=== Given text ===
More lexer questions - D Programming Language Discussion Forum

Forums

New users
- Learn
Community
- General
- Announce
Improvements
- DIP Ideas
- DIP Devel.
Ecosystem
- GDC
- LDC
- Debuggers
- IDEs
- DWT
Development
- Internals
- Issues
- Beta
- DMD
- Phobos
- Druntime
- Study
Turkish
- Genel
- Duyuru

Index » General » More lexer questions

Thread overview

More lexer questions
Feb 11, 2012 H. S. Teoh
Feb 11, 2012 Timon Gehr
Feb 11, 2012 Martin Nowak
Feb 11, 2012 Timon Gehr
Feb 12, 2012 simendsjo
Feb 12, 2012 H. S. Teoh
Feb 12, 2012 Jonathan M Davis
Feb 12, 2012 Martin Nowak
Feb 12, 2012 Alex_Dovhal
Feb 12, 2012 Martin Nowak
Feb 11, 2012 H. S. Teoh

February 11, 2012

More lexer questions

Posted by H. S. Teoh

H. S. Teoh

According to the online specs, the lexer tries to tokenize by maximal matching (except for one exception in the case of ranges like "1..2"). The fact that this exception is stated seems to indicate that it's permitted to have two literals side-by-side without an intervening space.

So does that mean "1e2" should be tokenized as (float lit: 1e2) and
"1f2" should be tokenized as (int lit: 1)(identifier: f2)?

Or, for that matter, "123abcdefg" should be tokenized as (int lit:
123)(identifier: abcdefg) whereas "0x123abcdefg" should be tokenized as
(int lit: 0x123abcdef)(identifier: g)?

Or worse, if we still allow octals, "0129" should be tokenized as (octal
lit: 012)(int lit: 9)?
=== Records ===
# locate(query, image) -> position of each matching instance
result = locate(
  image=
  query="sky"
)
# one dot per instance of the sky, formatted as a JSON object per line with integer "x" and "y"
===
» What this exercise asks:
1. According to the lexer forum post, which case is the stated exception to maximal matching?
2. Write out the stretch of the lexer forum post from "According to the" through "lit: 0x123abcdef)(identifier: g)?".
3. Does each statement agree with the lexer forum post? (a) The post says the lexer tries to tokenize by maximal matching. (b) The post asks whether "1f2" should be tokenized as a single float literal. (c) The post asks whether "0129" should be tokenized as an octal literal followed by an int literal.

» Response list:
1. Ranges like "1..2".

2.
According to the online specs, the lexer tries to tokenize by maximal matching (except for one exception in the case of ranges like "1..2"). The fact that this exception is stated seems to indicate that it's permitted to have two literals side-by-side without an intervening space.

So does that mean "1e2" should be tokenized as (float lit: 1e2) and
"1f2" should be tokenized as (int lit: 1)(identifier: f2)?

Or, for that matter, "123abcdefg" should be tokenized as (int lit:
123)(identifier: abcdefg) whereas "0x123abcdefg" should be tokenized as
(int lit: 0x123abcdef)(identifier: g)?

3.
(a) Yes: "the lexer tries to tokenize by maximal matching"
(b) No: "1f2" should be tokenized as (int lit: 1)(identifier: f2)
(c) Yes: "0129" should be tokenized as (octal
lit: 012)(int lit: 9)